EXERCISE REQUIREMENTS: Can you write out every one of the records below word for word, with nothing changed?

== MATERIAL SHOWN

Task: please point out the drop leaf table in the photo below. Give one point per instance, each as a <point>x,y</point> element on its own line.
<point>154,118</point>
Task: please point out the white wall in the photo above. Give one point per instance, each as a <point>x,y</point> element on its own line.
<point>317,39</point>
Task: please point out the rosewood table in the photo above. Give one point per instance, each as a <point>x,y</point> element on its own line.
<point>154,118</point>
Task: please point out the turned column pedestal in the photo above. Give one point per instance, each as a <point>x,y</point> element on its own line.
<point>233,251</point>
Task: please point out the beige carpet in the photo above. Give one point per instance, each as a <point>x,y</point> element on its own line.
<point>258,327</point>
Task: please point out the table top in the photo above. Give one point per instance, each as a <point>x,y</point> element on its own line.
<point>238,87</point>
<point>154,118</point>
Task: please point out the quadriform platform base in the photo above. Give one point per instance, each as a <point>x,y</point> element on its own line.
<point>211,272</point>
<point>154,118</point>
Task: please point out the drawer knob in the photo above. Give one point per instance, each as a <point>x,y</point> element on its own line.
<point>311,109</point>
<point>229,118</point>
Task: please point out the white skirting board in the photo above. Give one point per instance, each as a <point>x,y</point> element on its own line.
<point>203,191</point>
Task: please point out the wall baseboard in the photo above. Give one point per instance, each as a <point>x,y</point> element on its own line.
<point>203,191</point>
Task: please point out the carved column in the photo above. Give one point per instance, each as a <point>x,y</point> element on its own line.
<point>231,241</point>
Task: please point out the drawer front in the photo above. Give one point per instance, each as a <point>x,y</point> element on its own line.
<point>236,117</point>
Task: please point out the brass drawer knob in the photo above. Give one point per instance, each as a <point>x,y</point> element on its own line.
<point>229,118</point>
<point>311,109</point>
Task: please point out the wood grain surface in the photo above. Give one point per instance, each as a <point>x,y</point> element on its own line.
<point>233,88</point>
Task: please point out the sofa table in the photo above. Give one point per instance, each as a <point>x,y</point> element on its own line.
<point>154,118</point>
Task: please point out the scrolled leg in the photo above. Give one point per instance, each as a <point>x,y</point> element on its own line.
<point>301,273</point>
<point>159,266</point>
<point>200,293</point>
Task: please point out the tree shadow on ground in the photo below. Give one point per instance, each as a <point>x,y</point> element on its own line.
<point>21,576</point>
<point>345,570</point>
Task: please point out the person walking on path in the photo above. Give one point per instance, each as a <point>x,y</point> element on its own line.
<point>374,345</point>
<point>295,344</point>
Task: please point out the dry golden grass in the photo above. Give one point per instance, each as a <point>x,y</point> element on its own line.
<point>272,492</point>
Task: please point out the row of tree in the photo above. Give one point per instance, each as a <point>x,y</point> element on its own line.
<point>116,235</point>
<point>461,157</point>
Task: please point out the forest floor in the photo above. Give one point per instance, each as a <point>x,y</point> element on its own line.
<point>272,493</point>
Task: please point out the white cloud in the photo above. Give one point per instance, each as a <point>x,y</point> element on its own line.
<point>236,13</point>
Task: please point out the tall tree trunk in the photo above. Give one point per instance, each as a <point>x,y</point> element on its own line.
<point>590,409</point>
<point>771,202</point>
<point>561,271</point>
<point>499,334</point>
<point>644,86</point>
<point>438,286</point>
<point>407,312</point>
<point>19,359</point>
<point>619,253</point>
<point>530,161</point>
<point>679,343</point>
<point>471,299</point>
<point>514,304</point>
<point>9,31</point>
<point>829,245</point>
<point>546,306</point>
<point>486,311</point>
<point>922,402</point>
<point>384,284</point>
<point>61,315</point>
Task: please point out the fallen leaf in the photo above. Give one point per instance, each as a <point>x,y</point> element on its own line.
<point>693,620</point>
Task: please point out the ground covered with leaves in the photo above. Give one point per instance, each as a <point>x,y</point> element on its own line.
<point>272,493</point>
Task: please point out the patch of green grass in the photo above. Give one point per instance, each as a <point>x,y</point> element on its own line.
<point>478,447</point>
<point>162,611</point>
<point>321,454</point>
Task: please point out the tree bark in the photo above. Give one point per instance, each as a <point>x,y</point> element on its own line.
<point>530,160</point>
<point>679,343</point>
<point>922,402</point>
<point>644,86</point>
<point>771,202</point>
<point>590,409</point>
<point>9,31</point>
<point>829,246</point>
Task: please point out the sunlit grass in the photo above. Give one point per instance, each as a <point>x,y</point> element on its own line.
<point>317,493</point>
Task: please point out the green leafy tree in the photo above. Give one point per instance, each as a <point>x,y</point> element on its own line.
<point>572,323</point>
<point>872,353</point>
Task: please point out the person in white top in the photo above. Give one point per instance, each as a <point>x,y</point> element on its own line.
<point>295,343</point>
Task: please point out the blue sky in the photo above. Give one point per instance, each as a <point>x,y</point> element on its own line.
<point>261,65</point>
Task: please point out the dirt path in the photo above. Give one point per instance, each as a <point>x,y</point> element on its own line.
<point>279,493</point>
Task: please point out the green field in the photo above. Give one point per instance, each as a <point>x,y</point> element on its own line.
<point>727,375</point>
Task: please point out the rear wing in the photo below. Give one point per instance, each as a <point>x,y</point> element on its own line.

====

THE REPLY:
Task: please point out the drop leaf table in the photo below. Give one point per instance, each as a <point>x,y</point> element on its own line.
<point>154,118</point>
Task: please point out the white wall in the photo above. Give one point per instance, each as a <point>x,y</point> element on its own line.
<point>317,39</point>
Task: please point out the rosewood table in the photo above. Give one point per instance, each as a <point>x,y</point> element on its own line.
<point>154,118</point>
Task: please point out the turned column pedestal in the photo above. Give one point per instance, each as a <point>x,y</point> element on its own line.
<point>233,251</point>
Task: please point out the beige carpet in the photo above. Give one point per instance, each as a <point>x,y</point> element on its own line.
<point>258,327</point>
Task: please point out the table top in the photo above. Give one point per instance, each as a <point>x,y</point> element on its own line.
<point>238,87</point>
<point>154,118</point>
Task: please point out the quadriform platform base in the photo above. Give one point per instance, each as a <point>x,y</point> element on its own line.
<point>211,272</point>
<point>154,118</point>
Task: please point out the drawer knob in the photo above. Give one point per instance, each as a <point>x,y</point> element on its own line.
<point>311,109</point>
<point>229,118</point>
Task: please point out the white skirting board in the photo above. Give one point per instance, each as a <point>x,y</point> element on its own line.
<point>203,191</point>
Task: please point out the wall baseboard in the photo above. Give one point per instance, each as a <point>x,y</point> element on its own line.
<point>203,191</point>
Task: please point out the carved column in the photo above. Give one point per instance, each as a <point>x,y</point> element on its own line.
<point>231,241</point>
Task: please point out the drawer front in the photo above. Give one point per instance, each as a <point>x,y</point> element on its own line.
<point>236,117</point>
Task: please point out the brass drawer knob in the photo above. Give one point per instance, each as a <point>x,y</point> element on its own line.
<point>229,118</point>
<point>311,109</point>
Task: please point out the wood grain surface in the photo above. Give one point per instance, each as a <point>x,y</point> element on its own line.
<point>233,88</point>
Task: please point out the sofa table in the photo above. Give one point per instance, each as a <point>x,y</point> element on its own line.
<point>154,118</point>
Task: please point out the scrolled leg in the photo above. Give one point per instance, each as a <point>x,y</point> element on its own line.
<point>301,273</point>
<point>159,266</point>
<point>200,293</point>
Task: please point out the tree shadow on ground in the photo below. Give one point per instance, each as a <point>x,y</point> element on its own line.
<point>21,576</point>
<point>345,570</point>
Task: please point out the person walking on path in the photo above. Give one point per instance, each as a <point>x,y</point> element on its own line.
<point>374,345</point>
<point>295,344</point>
Task: please point out the dry golden grass in the photo above. Give one point per instance, each as a <point>x,y</point> element on its own line.
<point>272,492</point>
Task: please point out the row of tree in the photo above. Give one point per instance, each as a <point>x,y</point> element on its own line.
<point>116,235</point>
<point>461,157</point>
Task: please point out the forest floor in the photo above. Give one point per instance, each as a <point>x,y</point> element on its own line.
<point>272,493</point>
Task: please point out the white cloud in the photo above. Give one point per instance, each as a <point>x,y</point> element on its own line.
<point>236,13</point>
Task: please point out the tall tree trunk in the photo above. Give one point per instance, each as a <point>x,y</point> element on its own line.
<point>590,409</point>
<point>771,202</point>
<point>561,271</point>
<point>499,334</point>
<point>644,86</point>
<point>438,286</point>
<point>407,312</point>
<point>19,359</point>
<point>619,253</point>
<point>530,161</point>
<point>679,343</point>
<point>471,299</point>
<point>514,304</point>
<point>9,31</point>
<point>829,245</point>
<point>546,306</point>
<point>486,311</point>
<point>922,402</point>
<point>384,284</point>
<point>61,315</point>
Task: please point out the fallen leaf in the photo above. Give one point per instance, each as a <point>x,y</point> element on its own line.
<point>693,620</point>
Task: please point out the ground covered with leaves in the photo above. Give one point per instance, each as a <point>x,y</point> element on its own line.
<point>272,493</point>
Task: please point out the patch of green grass in the photo above. Give one point per instance, each as a <point>x,y</point> element on its own line.
<point>478,447</point>
<point>162,611</point>
<point>321,454</point>
Task: please point out the tree bark in the photo above. Give one point per instance, each as a <point>x,y</point> element on its own line.
<point>530,160</point>
<point>679,343</point>
<point>922,402</point>
<point>644,86</point>
<point>771,202</point>
<point>590,409</point>
<point>9,31</point>
<point>829,246</point>
Task: please point out the sunlit grass in the photo above. Give one point per instance, each as a <point>x,y</point> element on its own line.
<point>317,493</point>
Task: please point out the green leafy tree in the photo above. Give one point per instance, each as a <point>x,y</point> element on its own line.
<point>572,323</point>
<point>872,353</point>
Task: please point out the person in white top in the photo above. Give one point per instance, each as a <point>x,y</point> element on its own line.
<point>295,343</point>
Task: please point out the blue sky in the photo above. Give one point per instance, each as a <point>x,y</point> element on its own line.
<point>261,65</point>
Task: please point out the dirt path in the photo above. Give one point per instance, each as a <point>x,y</point> element on its own line.
<point>279,493</point>
Task: please point out the green field in the photo above. Give one point per instance, each as a <point>x,y</point> element on its own line.
<point>727,375</point>
Task: please point out the rear wing in the photo below. Give one point per instance, each as a <point>x,y</point> element on its own line.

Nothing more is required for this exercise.